(Records from a dataset)
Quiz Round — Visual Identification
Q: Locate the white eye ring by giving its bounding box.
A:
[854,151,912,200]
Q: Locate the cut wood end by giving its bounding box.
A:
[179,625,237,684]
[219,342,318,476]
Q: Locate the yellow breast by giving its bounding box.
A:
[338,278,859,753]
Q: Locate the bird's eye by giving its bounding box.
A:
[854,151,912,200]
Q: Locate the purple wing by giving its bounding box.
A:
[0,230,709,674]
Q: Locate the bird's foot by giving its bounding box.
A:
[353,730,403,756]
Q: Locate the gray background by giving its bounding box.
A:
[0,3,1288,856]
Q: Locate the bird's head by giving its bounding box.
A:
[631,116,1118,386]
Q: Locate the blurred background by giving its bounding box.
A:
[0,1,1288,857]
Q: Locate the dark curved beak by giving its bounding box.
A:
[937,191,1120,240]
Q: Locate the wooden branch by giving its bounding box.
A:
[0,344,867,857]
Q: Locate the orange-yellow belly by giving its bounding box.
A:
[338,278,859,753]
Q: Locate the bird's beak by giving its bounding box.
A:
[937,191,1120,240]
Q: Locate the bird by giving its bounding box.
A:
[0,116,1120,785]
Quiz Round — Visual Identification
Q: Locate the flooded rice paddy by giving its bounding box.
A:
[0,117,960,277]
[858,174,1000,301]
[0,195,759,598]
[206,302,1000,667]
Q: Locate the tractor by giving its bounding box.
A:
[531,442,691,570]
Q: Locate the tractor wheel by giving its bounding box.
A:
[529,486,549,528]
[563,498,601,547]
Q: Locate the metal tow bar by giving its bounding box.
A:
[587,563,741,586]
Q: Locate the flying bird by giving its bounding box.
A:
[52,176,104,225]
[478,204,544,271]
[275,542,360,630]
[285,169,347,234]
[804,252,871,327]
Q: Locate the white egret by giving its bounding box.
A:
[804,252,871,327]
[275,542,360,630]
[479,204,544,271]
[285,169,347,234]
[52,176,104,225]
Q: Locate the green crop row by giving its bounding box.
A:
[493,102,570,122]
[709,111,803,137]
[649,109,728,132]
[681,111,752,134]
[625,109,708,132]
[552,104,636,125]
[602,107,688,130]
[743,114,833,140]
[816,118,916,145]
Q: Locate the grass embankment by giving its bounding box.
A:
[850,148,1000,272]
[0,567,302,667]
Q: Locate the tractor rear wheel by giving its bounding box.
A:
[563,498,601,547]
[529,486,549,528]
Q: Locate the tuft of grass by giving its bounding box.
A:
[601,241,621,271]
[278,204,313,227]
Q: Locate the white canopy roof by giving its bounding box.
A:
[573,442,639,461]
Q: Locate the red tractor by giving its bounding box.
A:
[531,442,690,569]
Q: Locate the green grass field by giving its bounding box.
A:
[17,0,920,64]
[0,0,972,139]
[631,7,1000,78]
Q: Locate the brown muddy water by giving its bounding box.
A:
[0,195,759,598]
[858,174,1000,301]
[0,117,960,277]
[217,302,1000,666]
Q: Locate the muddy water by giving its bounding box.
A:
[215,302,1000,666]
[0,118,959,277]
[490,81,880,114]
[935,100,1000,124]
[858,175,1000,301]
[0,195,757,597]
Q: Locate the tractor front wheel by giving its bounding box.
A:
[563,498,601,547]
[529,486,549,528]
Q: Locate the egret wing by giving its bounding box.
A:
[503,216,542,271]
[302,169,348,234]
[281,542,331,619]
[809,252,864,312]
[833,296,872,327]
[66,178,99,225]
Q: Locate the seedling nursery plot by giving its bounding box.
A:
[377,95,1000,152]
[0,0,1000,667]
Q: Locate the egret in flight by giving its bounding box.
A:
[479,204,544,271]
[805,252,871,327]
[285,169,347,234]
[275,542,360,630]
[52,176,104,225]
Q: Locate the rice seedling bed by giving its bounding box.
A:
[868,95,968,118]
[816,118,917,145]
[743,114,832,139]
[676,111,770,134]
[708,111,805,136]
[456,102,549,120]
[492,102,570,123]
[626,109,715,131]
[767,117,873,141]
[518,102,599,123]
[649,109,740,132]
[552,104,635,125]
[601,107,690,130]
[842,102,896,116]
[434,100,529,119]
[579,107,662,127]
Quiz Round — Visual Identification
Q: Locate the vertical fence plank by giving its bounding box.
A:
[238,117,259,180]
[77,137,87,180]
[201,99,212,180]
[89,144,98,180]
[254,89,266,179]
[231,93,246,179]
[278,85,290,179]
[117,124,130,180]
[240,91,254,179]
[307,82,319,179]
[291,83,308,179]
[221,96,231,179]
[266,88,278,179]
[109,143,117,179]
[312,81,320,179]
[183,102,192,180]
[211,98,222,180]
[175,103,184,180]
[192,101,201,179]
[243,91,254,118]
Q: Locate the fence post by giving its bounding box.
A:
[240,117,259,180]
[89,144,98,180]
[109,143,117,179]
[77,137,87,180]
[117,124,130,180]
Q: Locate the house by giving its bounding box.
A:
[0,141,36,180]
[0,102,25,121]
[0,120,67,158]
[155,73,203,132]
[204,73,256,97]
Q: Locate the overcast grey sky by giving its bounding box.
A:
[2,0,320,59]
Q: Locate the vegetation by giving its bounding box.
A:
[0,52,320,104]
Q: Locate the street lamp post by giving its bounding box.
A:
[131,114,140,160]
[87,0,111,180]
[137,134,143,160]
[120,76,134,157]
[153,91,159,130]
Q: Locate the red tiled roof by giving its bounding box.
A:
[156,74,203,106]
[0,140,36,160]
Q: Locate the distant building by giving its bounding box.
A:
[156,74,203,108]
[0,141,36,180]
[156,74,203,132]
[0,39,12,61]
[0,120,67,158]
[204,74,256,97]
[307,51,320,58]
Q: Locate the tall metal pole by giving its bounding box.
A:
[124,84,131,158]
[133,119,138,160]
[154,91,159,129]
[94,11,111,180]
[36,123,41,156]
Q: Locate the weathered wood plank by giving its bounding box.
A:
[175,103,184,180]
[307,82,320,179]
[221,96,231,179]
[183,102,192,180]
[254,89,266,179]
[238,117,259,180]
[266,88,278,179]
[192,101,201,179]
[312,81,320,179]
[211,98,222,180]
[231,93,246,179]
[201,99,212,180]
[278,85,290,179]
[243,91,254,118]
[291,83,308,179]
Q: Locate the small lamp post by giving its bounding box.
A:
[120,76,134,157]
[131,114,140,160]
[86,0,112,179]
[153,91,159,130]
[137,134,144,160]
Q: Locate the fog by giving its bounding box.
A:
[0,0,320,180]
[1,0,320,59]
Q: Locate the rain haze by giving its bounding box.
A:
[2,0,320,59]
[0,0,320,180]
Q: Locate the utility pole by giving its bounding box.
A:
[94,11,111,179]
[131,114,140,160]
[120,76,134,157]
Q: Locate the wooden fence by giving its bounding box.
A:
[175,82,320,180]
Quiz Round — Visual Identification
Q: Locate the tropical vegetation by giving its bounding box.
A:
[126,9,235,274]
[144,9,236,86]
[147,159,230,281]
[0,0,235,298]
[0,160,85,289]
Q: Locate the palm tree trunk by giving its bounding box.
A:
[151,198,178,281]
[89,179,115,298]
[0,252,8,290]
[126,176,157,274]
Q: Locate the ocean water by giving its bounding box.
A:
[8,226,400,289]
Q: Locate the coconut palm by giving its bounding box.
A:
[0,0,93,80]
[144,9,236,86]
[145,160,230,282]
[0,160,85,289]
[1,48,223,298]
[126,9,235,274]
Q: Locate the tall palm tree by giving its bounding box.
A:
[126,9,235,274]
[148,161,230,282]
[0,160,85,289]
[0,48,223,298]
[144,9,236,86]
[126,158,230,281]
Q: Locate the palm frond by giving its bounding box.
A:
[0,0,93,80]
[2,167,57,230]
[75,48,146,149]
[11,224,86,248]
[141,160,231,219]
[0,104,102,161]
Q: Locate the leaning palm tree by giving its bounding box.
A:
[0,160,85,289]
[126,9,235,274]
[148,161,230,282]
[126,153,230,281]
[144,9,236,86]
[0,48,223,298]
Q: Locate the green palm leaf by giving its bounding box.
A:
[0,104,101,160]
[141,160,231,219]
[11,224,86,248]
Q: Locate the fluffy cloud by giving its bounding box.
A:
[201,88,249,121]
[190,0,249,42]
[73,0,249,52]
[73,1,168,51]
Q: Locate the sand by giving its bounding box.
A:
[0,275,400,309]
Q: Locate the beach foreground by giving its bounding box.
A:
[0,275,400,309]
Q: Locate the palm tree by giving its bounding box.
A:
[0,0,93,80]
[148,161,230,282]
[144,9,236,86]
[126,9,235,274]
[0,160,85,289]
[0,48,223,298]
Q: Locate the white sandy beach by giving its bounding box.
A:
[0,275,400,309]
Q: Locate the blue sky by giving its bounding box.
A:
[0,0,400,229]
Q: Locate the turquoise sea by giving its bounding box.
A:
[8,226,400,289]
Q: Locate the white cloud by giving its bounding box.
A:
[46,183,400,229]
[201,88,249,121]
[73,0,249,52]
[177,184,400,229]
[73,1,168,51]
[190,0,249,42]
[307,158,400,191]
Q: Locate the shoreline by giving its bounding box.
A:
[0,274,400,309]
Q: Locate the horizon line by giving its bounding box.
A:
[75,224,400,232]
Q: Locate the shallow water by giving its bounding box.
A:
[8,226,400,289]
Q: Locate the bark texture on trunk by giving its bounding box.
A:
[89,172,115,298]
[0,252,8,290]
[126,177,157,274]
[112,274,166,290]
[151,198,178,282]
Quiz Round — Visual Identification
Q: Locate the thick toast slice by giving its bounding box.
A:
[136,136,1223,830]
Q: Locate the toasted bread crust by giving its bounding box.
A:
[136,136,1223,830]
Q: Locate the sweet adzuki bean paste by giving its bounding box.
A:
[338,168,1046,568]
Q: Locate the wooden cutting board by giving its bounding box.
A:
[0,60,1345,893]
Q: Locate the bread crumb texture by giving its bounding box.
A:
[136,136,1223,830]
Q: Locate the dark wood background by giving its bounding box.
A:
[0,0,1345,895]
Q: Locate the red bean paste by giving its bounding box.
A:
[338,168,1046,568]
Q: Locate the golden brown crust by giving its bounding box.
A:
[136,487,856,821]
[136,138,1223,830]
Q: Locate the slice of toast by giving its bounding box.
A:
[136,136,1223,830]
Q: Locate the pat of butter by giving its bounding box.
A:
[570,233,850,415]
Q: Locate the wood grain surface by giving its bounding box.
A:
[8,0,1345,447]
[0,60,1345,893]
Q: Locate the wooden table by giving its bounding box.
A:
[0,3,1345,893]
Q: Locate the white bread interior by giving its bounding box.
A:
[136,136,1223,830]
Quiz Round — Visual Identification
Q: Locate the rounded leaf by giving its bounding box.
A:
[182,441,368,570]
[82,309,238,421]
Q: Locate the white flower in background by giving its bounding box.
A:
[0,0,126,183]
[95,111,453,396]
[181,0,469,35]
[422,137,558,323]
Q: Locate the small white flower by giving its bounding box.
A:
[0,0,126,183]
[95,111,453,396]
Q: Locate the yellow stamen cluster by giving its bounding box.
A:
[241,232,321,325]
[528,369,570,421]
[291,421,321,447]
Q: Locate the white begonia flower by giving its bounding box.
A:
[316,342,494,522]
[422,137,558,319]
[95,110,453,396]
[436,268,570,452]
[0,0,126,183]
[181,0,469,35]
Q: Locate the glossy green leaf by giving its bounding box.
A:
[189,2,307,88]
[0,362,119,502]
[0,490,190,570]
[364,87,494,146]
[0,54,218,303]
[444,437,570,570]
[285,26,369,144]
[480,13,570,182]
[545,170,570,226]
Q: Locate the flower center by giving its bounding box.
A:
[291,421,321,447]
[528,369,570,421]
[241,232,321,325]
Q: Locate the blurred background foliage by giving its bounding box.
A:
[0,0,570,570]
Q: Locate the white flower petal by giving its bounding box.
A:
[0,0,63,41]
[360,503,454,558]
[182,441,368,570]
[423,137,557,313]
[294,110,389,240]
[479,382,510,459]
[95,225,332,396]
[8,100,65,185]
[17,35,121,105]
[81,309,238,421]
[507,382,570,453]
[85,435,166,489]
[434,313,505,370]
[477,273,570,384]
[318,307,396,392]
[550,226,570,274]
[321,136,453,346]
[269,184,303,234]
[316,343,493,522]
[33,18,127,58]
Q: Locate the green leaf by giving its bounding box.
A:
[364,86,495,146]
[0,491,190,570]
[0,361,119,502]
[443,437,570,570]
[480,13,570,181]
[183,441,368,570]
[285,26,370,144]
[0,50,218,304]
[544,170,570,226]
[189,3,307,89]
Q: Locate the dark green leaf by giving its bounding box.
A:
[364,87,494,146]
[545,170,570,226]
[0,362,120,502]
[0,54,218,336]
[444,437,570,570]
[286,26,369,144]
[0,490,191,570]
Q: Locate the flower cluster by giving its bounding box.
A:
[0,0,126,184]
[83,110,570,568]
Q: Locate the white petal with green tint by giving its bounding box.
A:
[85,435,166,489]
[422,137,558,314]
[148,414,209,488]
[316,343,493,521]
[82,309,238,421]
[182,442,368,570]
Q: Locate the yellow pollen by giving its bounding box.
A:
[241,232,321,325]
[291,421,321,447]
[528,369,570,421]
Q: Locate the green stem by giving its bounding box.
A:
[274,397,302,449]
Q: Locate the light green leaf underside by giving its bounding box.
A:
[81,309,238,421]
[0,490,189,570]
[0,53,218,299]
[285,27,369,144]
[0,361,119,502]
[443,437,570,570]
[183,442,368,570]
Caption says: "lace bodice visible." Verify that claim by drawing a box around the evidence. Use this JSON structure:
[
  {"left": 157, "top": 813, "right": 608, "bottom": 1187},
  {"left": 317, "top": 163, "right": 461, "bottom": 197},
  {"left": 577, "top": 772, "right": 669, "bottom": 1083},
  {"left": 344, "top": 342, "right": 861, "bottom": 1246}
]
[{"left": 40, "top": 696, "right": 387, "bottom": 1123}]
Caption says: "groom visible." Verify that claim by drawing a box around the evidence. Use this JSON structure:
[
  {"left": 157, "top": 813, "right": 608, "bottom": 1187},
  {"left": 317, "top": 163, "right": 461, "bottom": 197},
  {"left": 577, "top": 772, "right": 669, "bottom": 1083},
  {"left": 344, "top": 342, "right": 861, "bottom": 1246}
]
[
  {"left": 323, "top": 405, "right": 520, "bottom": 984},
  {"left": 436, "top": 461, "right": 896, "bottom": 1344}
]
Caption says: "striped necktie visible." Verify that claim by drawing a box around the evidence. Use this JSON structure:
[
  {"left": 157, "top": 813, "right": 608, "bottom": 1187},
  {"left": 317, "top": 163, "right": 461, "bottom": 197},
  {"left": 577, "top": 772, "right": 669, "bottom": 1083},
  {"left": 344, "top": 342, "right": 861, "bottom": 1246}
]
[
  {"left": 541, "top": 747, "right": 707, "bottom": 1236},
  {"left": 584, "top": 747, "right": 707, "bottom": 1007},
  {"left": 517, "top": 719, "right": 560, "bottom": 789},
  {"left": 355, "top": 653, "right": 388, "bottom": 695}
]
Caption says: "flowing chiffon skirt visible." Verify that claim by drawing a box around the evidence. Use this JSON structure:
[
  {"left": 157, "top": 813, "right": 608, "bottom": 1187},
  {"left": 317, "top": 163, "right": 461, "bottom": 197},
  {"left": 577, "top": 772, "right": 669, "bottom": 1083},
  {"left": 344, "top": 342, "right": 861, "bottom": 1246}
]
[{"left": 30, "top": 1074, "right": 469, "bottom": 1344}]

• **Given instruction**:
Copy out the lines word for word, from the very first line through the line that holds "[587,563,741,586]", including both of those lines.

• **Worked answer**:
Quiz Round — Visual Identification
Q: Locate the white eye ring by giving its bounding box.
A:
[854,151,912,200]
Q: Locate the cut wood end by giving its bounding box.
A:
[179,625,237,684]
[219,342,318,476]
Q: Locate the yellow breast by giving its bounding box.
A:
[338,278,859,753]
Q: Locate the bird's eye by giving its bounding box.
A:
[854,151,912,200]
Q: Locate the purple wing by giving its bounding box.
A:
[0,230,709,674]
Q: Locate the bird's foot by giving its bounding box.
A:
[353,730,403,756]
Q: Locate the gray background by giving its bounding box.
A:
[0,3,1288,856]
Q: Locate the bird's head by giving its bounding box.
A:
[631,116,1118,386]
Q: Locate the blurred background by giving its bounding box.
A:
[0,1,1288,857]
Q: Locate the dark curved beak by giving its bounding box.
A:
[937,191,1120,240]
Q: Locate the wooden branch by giving its bounding box.
A:
[0,344,867,857]
Q: Locate the orange-yellow belly by giving its bounding box.
A:
[338,278,859,753]
Q: Locate the bird's beak by giving its bounding box.
A:
[937,191,1120,240]
Q: Locate the bird by giving its bounding box.
A:
[0,116,1120,785]
Quiz Round — Visual Identification
Q: Locate the flooded rice paddy by giving its bounding box.
A:
[0,117,960,277]
[858,174,1000,301]
[0,195,759,598]
[206,302,1000,667]
Q: Locate the tractor by giving its bounding box.
A:
[531,442,691,570]
Q: Locate the tractor wheel by giving its bounding box.
A:
[529,486,549,528]
[563,498,601,547]
Q: Locate the metal tow bar by giving its bounding box.
A:
[587,563,741,586]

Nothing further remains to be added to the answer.